-- START OF DATA FOR THE TASK --
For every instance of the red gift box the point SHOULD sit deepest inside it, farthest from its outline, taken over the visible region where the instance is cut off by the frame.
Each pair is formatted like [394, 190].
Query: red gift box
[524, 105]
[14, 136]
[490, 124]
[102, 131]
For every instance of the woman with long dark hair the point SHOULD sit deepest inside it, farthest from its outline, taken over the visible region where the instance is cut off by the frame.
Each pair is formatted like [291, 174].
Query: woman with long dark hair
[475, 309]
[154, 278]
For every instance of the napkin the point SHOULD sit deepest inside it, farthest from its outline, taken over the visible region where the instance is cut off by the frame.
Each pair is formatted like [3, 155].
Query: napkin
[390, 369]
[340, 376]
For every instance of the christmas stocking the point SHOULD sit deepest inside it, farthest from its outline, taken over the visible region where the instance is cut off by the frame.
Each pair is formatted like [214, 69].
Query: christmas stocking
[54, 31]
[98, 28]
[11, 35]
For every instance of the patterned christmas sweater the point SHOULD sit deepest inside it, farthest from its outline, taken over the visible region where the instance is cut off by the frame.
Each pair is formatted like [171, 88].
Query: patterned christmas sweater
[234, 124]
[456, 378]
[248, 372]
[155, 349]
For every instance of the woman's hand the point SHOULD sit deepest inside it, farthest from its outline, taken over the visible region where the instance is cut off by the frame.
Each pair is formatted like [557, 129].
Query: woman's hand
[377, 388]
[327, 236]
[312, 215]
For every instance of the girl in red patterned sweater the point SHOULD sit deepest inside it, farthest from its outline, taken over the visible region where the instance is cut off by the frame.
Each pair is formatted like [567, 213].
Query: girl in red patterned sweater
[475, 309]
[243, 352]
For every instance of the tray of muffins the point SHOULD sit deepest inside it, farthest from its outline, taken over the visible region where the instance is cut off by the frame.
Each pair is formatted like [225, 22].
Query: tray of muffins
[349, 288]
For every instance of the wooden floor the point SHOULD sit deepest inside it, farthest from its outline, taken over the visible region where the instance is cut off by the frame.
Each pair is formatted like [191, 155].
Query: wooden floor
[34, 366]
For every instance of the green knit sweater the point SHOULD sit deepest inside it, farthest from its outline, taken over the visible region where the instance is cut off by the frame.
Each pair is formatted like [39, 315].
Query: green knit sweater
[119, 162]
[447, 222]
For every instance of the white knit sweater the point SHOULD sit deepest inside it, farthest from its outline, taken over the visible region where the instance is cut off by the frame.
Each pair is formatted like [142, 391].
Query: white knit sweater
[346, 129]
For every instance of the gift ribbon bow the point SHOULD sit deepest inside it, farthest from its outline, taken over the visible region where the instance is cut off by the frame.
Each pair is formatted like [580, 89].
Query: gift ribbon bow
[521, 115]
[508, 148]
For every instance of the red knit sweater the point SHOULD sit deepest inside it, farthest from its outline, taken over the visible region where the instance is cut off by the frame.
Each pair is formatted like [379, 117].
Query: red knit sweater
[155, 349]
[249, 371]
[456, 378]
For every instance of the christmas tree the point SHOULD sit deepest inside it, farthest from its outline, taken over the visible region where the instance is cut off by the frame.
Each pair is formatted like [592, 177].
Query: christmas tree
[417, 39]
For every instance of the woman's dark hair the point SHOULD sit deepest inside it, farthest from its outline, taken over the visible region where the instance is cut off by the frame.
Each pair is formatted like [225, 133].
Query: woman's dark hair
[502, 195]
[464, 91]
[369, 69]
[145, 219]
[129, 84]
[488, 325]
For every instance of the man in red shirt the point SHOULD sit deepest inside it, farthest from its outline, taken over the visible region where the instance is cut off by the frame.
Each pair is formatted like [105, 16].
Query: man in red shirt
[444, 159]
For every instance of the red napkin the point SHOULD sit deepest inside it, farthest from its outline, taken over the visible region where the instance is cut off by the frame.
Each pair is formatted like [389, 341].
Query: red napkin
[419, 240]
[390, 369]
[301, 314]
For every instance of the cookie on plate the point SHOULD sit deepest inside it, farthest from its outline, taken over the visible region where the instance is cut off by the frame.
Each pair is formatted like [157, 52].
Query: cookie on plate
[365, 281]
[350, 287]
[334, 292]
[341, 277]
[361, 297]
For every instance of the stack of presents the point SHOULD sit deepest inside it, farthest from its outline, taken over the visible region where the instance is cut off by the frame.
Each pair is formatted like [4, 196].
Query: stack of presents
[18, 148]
-- END OF DATA FOR THE TASK --
**WHAT THE TASK REQUIRES**: Write out the full listing, keeping every line exactly as it is.

**ANSWER FOR THIS EXERCISE**:
For every instance of the red gift box the point SHOULD sit deepest inside it, farthest from its outline, taken over the visible region where the instance is cut off by the frame.
Each pair is formatted like [394, 190].
Query: red gift box
[524, 105]
[14, 136]
[490, 124]
[102, 131]
For every instance of the woman with long dark hair the point SHOULD sit deepest inside it, farthest from its outline, taken over the visible region where the instance is cut off by the frame.
Each pair is formatted like [291, 174].
Query: woman with long dark hair
[475, 309]
[154, 278]
For every instance of the napkin the point SHOULD sit deepest inside it, farthest from its outline, taken over the visible region where the instance is cut off by the frame.
Each pair is formatted like [3, 155].
Query: napkin
[390, 369]
[340, 376]
For every instance of the christmas stocking the point SHOULD sit deepest inside it, farthest from its outline, taken over the visible region where the instance is cut off by the frame.
Each pair is formatted like [214, 69].
Query: christmas stocking
[54, 31]
[98, 28]
[11, 35]
For every instance of the patterned christmas sweater the point SHOULD sit deepest inside it, farthest from its outline, taken over the visible region where the instance is cut off by the frame.
Each pair is formatted like [171, 88].
Query: patterned christmas sweater
[234, 124]
[456, 378]
[248, 372]
[155, 349]
For every instance of the woman's hand the point SHOULD sit deepest inside it, farthest from its outline, taken over the visible region where the instance is cut off by the frame.
Each pair is formatted like [557, 129].
Query: woman's hand
[377, 388]
[327, 236]
[312, 215]
For every instance of the girl in red patterned sweater the point SHOULD sit deepest inside it, farthest from its outline, taken over the visible region where the instance is cut off by the frame.
Each pair is formatted like [567, 213].
Query: girl in red patterned sweater
[475, 309]
[243, 352]
For every instance of the tray of muffins the point SHOULD sit deepest inside it, farthest from its outline, taken over the visible region where the instance is cut off by the frame.
Each pair is formatted like [225, 22].
Query: tray of muffins
[349, 288]
For every instance of the wooden floor the point SHOULD sit deepest inside it, farthest from its outline, taken over the visible region where the instance is cut off by the frame.
Each pair is formatted like [191, 155].
Query: wooden floor
[34, 366]
For every instance of the green knit sweater the point SHOULD sit deepest inside it, farthest from its outline, taken over the visible region where the instance is cut off by the frame.
Each pair is formatted like [39, 315].
Query: green knit sweater
[119, 162]
[447, 222]
For every instance of the white knit sweater the point SHOULD sit deepest inside it, farthest from its outline, taken over the visible region where the instance is cut off by the frame.
Each pair is formatted like [142, 391].
Query: white knit sweater
[346, 129]
For every instance of the gift ribbon bow the point SHOULD sit deepest inside it, farthest from its outline, taken over the visible region where the instance is cut off by the frame.
Each pair is formatted like [580, 89].
Query: gift ribbon bow
[521, 115]
[508, 148]
For every instance of the red knit sweater the point SHOULD sit deepest inside it, farthest from its outline, taken over the visible region where the instance is cut off by the frame.
Each pair is formatted like [379, 117].
Query: red knit sweater
[155, 349]
[249, 371]
[456, 378]
For every instance of the christmas tree the point SHOULD sit deepest inside it, farthest from its outline, taken over the visible region where the instance is cut off by the frame.
Each pair is formatted like [592, 177].
Query: christmas tree
[417, 39]
For every instance of the woman's dark hair the point SHOULD sit deepest inside it, farthest from its outline, taken over the visible region where the instance is cut off by the frame.
Each pair is formatted like [225, 133].
Query: woman's dark hair
[502, 195]
[464, 91]
[369, 69]
[145, 219]
[129, 84]
[488, 325]
For every instance of the man in red shirt the point SHOULD sit deepest inside it, farthest from its outline, taken over the visible region where the instance is cut off by the frame.
Each pair is formatted like [105, 16].
Query: man in red shirt
[444, 159]
For every instance of the red napkin the point SHOULD sit deepest inside it, farthest from its outline, taken over the visible region where the instance is cut off by the frame.
Each pair is formatted like [389, 341].
Query: red napkin
[419, 240]
[390, 369]
[301, 314]
For every instance of the cookie on plate the point SHOULD sit deepest inside it, farthest from its outline, taken over the visible region where the instance is cut off by the frame.
Each pair is formatted like [157, 52].
Query: cookie on plate
[365, 281]
[350, 287]
[334, 292]
[341, 277]
[361, 297]
For every instance of the stack of presents the point SHOULD sit deepest inside it, farthest from its outline, taken over the visible region where the instance is cut off by the frame.
Each pair is formatted like [4, 196].
Query: stack of presents
[18, 148]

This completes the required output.